This weeks Spotlight is – Goalie Play

Now there are many different ways to coach goalies and to actually play the position.  Understand that this is the toughest position to play in our beloved-ed game.  It takes a special athlete to play this position and it is this coaches belief “that your best athlete should be in the cage” or as I like to call it the RACK.  Goalies are different.  Some are cerebral, some are high strung and some are on another planet.  No matter who you have in goal you should always respect anyone that plays or at lease gives it a try.

Former World Team Goalie Brian “Doc” Dougherty recently was interviewed by Lacrosse Magazine.  I had the pleasure of introducing Coach Dougherty at the 2012 US Lacrosse Convention as well we served on a panel discussion together regarding college recruiting.  Coach Doc is a great teacher of the position as well as is no non sense approach.  He takes it all very seriously.

Below is the interview:

“I can talk; you take notes,” Doc says.

I’ve lost control of the interview.

“You’re doing a lot of [things] in a short amount of time,” he later says. “But if I break it down and you think about it, it’s not that difficult. If I threw nuclear physics out there, and you never studied it before, you’d say `Oh my God.’ [Goalie play] sounds really overwhelming, but it’s not.”

Excerpts of bounding box data:
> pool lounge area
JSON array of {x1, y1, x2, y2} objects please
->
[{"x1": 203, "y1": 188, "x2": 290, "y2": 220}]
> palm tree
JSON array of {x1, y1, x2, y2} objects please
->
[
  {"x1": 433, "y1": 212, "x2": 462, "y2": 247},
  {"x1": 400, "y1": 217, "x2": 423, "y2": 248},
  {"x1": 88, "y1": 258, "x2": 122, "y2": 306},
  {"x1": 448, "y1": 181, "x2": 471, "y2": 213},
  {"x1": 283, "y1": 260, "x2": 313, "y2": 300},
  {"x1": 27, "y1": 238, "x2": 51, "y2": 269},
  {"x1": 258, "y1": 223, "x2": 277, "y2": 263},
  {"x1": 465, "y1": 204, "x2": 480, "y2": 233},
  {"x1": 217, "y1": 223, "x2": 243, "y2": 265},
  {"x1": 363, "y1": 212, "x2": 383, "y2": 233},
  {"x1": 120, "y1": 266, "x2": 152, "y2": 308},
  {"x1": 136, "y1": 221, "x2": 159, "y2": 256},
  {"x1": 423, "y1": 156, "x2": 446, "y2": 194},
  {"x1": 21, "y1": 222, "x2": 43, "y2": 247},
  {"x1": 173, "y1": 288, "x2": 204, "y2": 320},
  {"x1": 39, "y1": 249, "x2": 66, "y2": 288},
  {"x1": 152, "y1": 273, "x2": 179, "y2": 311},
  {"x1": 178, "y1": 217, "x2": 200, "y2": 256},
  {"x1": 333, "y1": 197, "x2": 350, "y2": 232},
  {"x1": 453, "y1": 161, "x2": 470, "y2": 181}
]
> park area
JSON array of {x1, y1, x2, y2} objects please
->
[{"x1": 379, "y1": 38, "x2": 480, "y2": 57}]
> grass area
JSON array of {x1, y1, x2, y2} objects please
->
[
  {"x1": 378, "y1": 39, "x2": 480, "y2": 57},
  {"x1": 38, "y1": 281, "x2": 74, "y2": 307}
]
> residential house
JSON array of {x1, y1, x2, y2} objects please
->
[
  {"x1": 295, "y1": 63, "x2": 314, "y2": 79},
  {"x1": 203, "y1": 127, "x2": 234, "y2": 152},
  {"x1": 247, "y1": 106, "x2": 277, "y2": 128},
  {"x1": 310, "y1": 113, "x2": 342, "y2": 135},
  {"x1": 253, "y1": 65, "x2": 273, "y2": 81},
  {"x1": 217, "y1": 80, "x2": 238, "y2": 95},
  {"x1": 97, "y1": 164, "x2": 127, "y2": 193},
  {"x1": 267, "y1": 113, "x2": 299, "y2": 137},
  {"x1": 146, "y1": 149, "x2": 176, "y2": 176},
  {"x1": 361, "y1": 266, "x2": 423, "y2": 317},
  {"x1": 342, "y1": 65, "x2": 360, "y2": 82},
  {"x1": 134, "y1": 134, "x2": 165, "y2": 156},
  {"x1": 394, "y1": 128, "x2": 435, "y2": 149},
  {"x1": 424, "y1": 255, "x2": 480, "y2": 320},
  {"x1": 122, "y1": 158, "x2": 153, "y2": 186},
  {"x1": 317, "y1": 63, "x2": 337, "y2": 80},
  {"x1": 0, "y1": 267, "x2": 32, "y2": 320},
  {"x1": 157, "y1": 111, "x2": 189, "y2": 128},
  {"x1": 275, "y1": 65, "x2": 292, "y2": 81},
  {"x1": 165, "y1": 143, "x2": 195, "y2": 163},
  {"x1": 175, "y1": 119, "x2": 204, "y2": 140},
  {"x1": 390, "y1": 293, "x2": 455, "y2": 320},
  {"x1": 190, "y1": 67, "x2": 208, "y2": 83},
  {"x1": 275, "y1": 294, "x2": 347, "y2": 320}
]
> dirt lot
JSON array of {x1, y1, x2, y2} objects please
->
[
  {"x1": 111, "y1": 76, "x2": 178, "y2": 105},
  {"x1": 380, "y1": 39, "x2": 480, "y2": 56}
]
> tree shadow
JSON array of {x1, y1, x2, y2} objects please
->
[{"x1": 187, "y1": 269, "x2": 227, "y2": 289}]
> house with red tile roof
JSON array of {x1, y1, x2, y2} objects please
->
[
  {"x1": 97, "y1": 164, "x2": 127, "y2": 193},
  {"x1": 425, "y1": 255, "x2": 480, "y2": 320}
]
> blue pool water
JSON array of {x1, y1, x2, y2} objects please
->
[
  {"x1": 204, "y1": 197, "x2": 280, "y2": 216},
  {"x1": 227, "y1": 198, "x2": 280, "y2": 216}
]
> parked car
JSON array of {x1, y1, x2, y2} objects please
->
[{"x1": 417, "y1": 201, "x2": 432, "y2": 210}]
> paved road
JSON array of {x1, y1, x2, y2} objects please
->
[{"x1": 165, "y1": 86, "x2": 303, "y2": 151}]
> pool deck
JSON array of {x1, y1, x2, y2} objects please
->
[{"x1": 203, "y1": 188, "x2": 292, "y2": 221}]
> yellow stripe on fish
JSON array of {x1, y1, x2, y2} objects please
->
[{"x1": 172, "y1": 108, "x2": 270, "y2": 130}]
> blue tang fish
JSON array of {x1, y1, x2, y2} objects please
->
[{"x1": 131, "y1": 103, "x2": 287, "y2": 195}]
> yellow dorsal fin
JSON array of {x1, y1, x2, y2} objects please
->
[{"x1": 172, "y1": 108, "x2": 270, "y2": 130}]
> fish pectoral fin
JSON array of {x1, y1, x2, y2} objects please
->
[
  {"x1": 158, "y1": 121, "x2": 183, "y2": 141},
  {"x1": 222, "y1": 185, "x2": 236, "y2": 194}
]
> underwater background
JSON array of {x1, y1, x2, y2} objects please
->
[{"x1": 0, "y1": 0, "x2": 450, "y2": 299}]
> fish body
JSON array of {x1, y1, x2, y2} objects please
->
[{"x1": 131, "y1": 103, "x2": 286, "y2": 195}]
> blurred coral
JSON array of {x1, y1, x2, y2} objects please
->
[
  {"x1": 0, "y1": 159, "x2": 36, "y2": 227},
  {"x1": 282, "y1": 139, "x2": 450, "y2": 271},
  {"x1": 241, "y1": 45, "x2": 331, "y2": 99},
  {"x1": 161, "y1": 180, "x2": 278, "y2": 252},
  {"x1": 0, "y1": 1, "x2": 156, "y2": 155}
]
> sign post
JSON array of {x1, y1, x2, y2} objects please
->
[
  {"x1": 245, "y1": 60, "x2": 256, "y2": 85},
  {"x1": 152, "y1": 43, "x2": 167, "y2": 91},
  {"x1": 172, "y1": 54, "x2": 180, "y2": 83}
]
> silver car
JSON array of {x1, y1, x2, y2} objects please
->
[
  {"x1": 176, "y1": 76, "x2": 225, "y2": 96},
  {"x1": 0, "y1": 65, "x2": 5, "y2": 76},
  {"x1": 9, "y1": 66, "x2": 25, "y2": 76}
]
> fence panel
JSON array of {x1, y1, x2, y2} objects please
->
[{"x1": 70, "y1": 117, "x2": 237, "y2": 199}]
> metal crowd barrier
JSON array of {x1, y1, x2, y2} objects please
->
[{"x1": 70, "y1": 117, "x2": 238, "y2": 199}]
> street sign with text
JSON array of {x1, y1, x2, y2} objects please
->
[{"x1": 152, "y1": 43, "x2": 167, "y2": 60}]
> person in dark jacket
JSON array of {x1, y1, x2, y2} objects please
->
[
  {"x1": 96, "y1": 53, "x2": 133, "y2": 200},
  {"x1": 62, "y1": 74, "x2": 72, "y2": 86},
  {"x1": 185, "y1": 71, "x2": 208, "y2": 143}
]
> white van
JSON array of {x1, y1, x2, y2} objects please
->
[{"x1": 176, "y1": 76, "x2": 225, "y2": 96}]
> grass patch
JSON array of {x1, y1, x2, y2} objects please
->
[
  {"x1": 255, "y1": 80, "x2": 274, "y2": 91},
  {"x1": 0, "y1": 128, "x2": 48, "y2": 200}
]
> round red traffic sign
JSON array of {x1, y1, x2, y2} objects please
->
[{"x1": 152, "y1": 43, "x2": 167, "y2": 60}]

TO DO
A) Translate this sentence from the goalie play post into Spanish: "Some are cerebral, some are high strung and some are on another planet."
B) Answer these questions using the goalie play post:
(i) Which publication recently interviewed Brian "Doc" Dougherty?
(ii) At what event did the writer introduce Coach Dougherty?
(iii) What subject does Doc name as an example of something that would seem overwhelming if you had never studied it?

RESULTS FOR THE EXERCISE
A) Algunos son cerebrales, otros son muy nerviosos y otros están en otro planeta.

B)
(i) Lacrosse Magazine
(ii) The 2012 US Lacrosse Convention
(iii) Nuclear physics